Document:
En effet, dans le cas où plusieurs autorités publiques choisissent d’effectuer certaines de leurs missions de service public en ayant recours à une société qu’elles détiennent en commun, il est normalement exclu que l’une de ces autorités n’ayant qu’une participation minoritaire dans cette société exerce seule un contrôle déterminant sur les décisions de cette dernière. Exiger en pareille hypothèse que le contrôle exercé par une autorité publique soit individuel aurait pour effet d’imposer une mise en concurrence dans la plupart des cas où une telle autorité entendrait s’associer à une société détenue par d’autres autorités publiques en vue de lui attribuer la gestion d’un service public (voir, en ce sens, arrêt Coditel Brabant, précité, point 47).

57

Un tel résultat ne serait pas conforme au système des règles communautaires en matière de marchés publics et de concessions. En effet, il est admis qu’une autorité publique a la possibilité d’accomplir les tâches d’intérêt public qui lui incombent par ses propres moyens, administratifs, techniques et autres, sans être obligée de faire appel à des entités externes n’appartenant pas à ses services (arrêts précités Stadt Halle et RPL Lochau, point 48; Coditel Brabant, point 48, et Commission/Allemagne, point 45).

58

Cette possibilité pour les autorités publiques de recourir à leurs propres moyens pour accomplir leurs missions de service public peut être exercée en collaboration avec d’autres autorités publiques (voir, en ce sens, arrêts du 19 avril 2007 , Asemfo, C-295/05, Rec. p. I-2999 , point 57, et Coditel Brabant, précité, point 49).

59

Il convient donc d’admettre que, dans le cas où plusieurs autorités publiques détiennent une société à laquelle elles confient l’accomplissement d’une de leurs missions de service public, le contrôle de ces autorités publiques sur cette société peut être exercé conjointement par ces dernières (voir, en ce sens, arrêt Coditel Brabant, précité, point 50).

60

S’agissant d’un organe collégial, la procédure utilisée pour la prise de décision, notamment le recours à la majorité, est sans incidence (voir arrêt Coditel Brabant, précité, point 51).

Exercice court 1:
Répondez aux questions suivantes à partir du texte sur le contrôle conjoint.
(a) Quel arrêt porte la référence C-295/05 ?
(b) Par quels moyens une autorité publique peut-elle accomplir les tâches d'intérêt public qui lui incombent ?
(c) S'agissant d'un organe collégial, qu'est-ce qui est sans incidence ?
Exercice court 2:
Veuillez transcrire fidèlement le passage du texte sur le contrôle conjoint qui va de "Il convient donc" à "précité, point 50).".
Exercice court 3:
Reprenez le texte sur le contrôle conjoint là où il s'arrête et poursuivez-le.

[Jeu de données]
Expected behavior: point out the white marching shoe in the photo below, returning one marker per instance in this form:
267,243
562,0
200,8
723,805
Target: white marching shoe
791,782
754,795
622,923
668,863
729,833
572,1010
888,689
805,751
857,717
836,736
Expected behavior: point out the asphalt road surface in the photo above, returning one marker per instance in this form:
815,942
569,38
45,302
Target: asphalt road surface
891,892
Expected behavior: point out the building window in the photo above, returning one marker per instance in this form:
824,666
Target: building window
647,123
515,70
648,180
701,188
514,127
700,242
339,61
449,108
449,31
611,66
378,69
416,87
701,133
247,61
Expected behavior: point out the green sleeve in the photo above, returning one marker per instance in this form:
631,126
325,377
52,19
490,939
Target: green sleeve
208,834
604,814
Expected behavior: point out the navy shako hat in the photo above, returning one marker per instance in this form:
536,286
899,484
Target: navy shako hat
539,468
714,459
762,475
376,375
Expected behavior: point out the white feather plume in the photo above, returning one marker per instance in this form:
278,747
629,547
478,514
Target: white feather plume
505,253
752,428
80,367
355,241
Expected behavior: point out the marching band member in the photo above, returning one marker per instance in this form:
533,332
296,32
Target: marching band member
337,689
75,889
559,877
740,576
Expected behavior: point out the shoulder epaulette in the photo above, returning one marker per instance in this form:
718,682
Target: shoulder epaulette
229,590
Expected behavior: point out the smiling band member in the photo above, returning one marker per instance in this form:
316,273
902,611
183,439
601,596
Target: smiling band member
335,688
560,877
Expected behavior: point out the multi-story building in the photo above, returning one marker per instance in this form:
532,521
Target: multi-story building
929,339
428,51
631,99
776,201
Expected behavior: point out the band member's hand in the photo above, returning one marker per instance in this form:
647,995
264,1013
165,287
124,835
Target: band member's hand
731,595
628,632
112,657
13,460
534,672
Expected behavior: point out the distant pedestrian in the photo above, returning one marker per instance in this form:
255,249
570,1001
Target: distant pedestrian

Résultat 1:
(a) L'arrêt Asemfo, du 19 avril 2007.
(b) Par ses propres moyens, administratifs, techniques et autres.
(c) La procédure utilisée pour la prise de décision, notamment le recours à la majorité.

Résultat 2:
Il convient donc d’admettre que, dans le cas où plusieurs autorités publiques détiennent une société à laquelle elles confient l’accomplissement d’une de leurs missions de service public, le contrôle de ces autorités publiques sur cette société peut être exercé conjointement par ces dernières (voir, en ce sens, arrêt Coditel Brabant, précité, point 50).

Résultat 3:
61

Cette conclusion n’est elle non plus pas infirmée par l’arrêt Coname, précité. Certes, la Cour a considéré, au point 24 de celui-ci, qu’une participation de 0,97 % est tellement faible qu’elle n’est pas de nature à permettre à une commune d’exercer un contrôle sur le concessionnaire gérant un service public. Cependant, dans ce passage dudit arrêt, la Cour ne visait pas la question de savoir si un tel contrôle pouvait être exercé de façon conjointe (voir arrêt Coditel Brabant, précité, point 52).

62

Du reste, la Cour a admis ultérieurement, dans l’arrêt Asemfo, précité (points 56 à 61), que, dans certaines circonstances, la condition relative au contrôle exercé par l’autorité publique adjudicatrice pouvait être remplie dans un cas où celle-ci ne détenait que 0,25 % du capital d’une entreprise publique (voir arrêt Coditel Brabant, précité, point 53).

63

Il en découle que, si une autorité publique devient associée minoritaire d’une société par actions à capital entièrement public en vue de lui attribuer la gestion d’un service public, le contrôle que les autorités publiques associées au sein de cette société exercent sur celle-ci peut être qualifié d’analogue au contrôle qu’elles exercent sur leurs propres services lorsqu’il est exercé conjointement par ces autorités.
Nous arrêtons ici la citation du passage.